Start of Task input

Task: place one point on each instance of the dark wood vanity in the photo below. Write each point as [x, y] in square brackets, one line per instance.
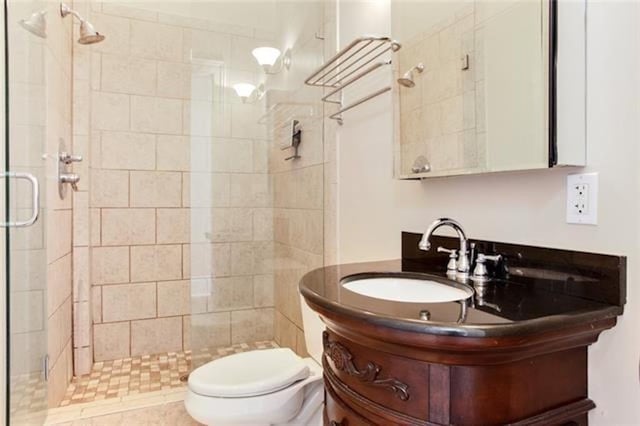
[519, 357]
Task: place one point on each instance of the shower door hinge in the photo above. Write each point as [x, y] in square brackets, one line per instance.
[45, 367]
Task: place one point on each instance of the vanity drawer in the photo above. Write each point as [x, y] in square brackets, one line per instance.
[398, 384]
[336, 413]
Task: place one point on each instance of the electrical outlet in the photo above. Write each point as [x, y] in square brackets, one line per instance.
[582, 199]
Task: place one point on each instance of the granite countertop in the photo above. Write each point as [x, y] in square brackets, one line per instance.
[509, 308]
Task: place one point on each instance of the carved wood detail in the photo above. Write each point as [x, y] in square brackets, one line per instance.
[343, 360]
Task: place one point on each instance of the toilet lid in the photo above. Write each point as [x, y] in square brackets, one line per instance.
[249, 373]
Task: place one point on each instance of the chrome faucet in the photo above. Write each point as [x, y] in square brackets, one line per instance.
[463, 260]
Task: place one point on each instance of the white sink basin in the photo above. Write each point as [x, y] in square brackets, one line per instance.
[401, 289]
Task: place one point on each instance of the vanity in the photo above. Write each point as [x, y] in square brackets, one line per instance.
[514, 352]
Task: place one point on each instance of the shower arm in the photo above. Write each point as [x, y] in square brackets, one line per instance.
[65, 10]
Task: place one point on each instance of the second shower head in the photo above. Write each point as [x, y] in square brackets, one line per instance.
[407, 79]
[88, 34]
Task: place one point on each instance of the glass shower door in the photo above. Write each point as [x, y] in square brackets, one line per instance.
[25, 256]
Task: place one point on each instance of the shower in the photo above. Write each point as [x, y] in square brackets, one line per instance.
[36, 24]
[88, 34]
[407, 79]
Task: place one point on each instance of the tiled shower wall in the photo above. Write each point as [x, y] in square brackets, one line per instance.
[179, 243]
[303, 197]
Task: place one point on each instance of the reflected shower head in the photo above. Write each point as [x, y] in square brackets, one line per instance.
[36, 24]
[88, 34]
[407, 79]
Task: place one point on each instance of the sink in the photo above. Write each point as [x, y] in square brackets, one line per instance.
[406, 289]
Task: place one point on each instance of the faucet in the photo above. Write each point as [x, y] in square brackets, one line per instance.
[463, 260]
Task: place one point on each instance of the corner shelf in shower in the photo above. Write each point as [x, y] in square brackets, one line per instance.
[359, 58]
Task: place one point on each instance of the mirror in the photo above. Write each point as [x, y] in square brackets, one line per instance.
[475, 87]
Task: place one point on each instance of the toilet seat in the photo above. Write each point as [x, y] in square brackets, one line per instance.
[249, 374]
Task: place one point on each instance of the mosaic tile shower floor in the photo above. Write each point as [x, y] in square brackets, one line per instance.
[148, 373]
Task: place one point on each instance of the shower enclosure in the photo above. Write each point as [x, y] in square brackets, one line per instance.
[193, 218]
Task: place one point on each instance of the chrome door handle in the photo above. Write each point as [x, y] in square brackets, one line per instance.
[35, 204]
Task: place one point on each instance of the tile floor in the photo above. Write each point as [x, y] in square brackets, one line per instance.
[137, 391]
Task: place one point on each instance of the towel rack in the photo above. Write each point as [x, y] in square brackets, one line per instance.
[359, 58]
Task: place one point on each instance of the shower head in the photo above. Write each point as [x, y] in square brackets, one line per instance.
[407, 79]
[36, 24]
[88, 34]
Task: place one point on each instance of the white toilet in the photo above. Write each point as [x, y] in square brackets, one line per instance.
[262, 387]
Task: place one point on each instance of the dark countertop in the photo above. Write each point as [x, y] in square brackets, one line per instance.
[510, 308]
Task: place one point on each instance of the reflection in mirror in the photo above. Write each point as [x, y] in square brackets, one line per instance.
[481, 103]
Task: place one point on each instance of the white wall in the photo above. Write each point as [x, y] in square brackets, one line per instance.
[525, 207]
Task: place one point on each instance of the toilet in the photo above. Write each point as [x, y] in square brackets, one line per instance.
[262, 387]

End of Task input

Task
Leave out the pictures and print every line of the data exactly.

Exercise response
Task: place one point on each instance of the dark wood vanity in the photo below. Write each point as [x, y] in square brackets, one line per instance.
[519, 357]
Task: place one point on each instance of the shower door hinge in the photo above. Write each point as [x, y] in square brackets, one line per instance.
[45, 367]
Task: place one point on each instance of the vanity drawer in the photo above. Write each point as [x, y] in square brackets, one line per instance.
[398, 384]
[336, 413]
Task: place one point on each instance of the electrical outlet in the photo above. Write each point as [x, y] in square brackets, one line per instance.
[582, 199]
Task: place one point on each instance of the granite countertop in the photo above. Write each point as [x, y] in square brackets, one line per instance.
[509, 308]
Task: place one point on each instance of the carved wood detail in the photo above. Write each point as [x, y] in square brackets, one line per instance.
[343, 360]
Task: place one point on each instance of the toilet lid in the photo above. Write each point as [x, y] in square brackets, one line per instance.
[249, 373]
Task: place one point on each instance of the chrome faucet in the photo above. Write each point as [x, y] in square brackets, one line per instance.
[463, 260]
Task: place one point on each instance of the white sink basin in the photo above. Write each point as [x, y] in square brackets, one line per instance.
[401, 289]
Task: place one point on each instance of the vanity in the photo above. Write each point as [x, y] in square brackets, one line per instance.
[514, 352]
Task: place one point on each instance of the shower arm in the photo above. Write each point as [x, y] in square brackets, one line per instance.
[65, 10]
Task: place one point on each instance of the second shower head in the photo above. Write each point as [x, y] in square brackets, one line per instance.
[407, 79]
[88, 34]
Task: place one point on each instance of the glass shower door in the photo above. Write each point as [x, y] in square brackets, one line per instance.
[25, 256]
Task: place one point on each instance of the shower in the photo above. Write each point as [x, y] in square brackets, one line per instance.
[36, 24]
[88, 34]
[407, 79]
Task: place one point on each instance of the tiled shower wall in the photo above. Write each point as [x, y] in square brackets, one line per instance.
[179, 243]
[303, 197]
Task: place one point on each instance of the reflected shower head in the photo above. Write each point as [x, y] in square brackets, one line per instance.
[36, 24]
[88, 34]
[407, 79]
Task: place one point on each instance of the sink in the photo above. Write each point as [x, y] in square brackets, one line per instance.
[406, 289]
Task: place one point on each instance of the faucet in the photo above. Write each point as [x, y] in square brackets, one line per instance.
[463, 260]
Task: place one point on each instance of the corner shelf in shower in the photo above. Write each point as [x, y] in square brackets, one line per instance.
[359, 58]
Task: place one point on each instance of the mirror in the photo above. Write each point as [x, y] in square brackets, one line per instance.
[475, 87]
Task: place one point on each instance of the toilet seat in the photo above. Write each point as [x, y] in square brackets, one line per instance.
[249, 374]
Task: place one point on each instance of the mosaic tile shower floor in the photo above. Write each point as [x, y] in square brackets, one line per instance.
[148, 373]
Task: place one point on each instance of the shower enclosure in the photo above. Write each point as [x, y] in square brackets, one line per instance.
[193, 218]
Task: place one point on each instance of the chrome door handle in the photo above. Write each point as [x, y] in square brackets, one line per instance.
[35, 204]
Task: place one point on each instance of the tile floor in the photo above. Write each point as [x, y] in square brackets, one line per instance.
[137, 391]
Task: place one point on each instance of the towel rack in the photo above. Write each point as [x, y] in square brackets, one line per instance.
[359, 58]
Task: place one point on each instance of the shower head in the photo above. Write each point as [x, y] in square brackets, one line per instance.
[407, 79]
[36, 24]
[88, 34]
Task: place one point on each instance of the white toilet in the photo above. Write each point as [x, y] in square brackets, one line per instance.
[262, 387]
Task: place one point on each instance of the dark countertop in the photo above. Write each point as [x, y] in square brackets, one line per instance.
[510, 308]
Task: place one point on each instance of the reflection in mirror in the photo above. Write each point as [x, y] in square brackets, one line per instance.
[481, 103]
Task: place one point on each instance of the white wall in the photo above. Write each point as [x, y] in square brackets, one line per instance.
[525, 207]
Task: place one point on each instance of the toilet in the photo above. Write each point as [x, y] in square brackets, one line per instance.
[262, 387]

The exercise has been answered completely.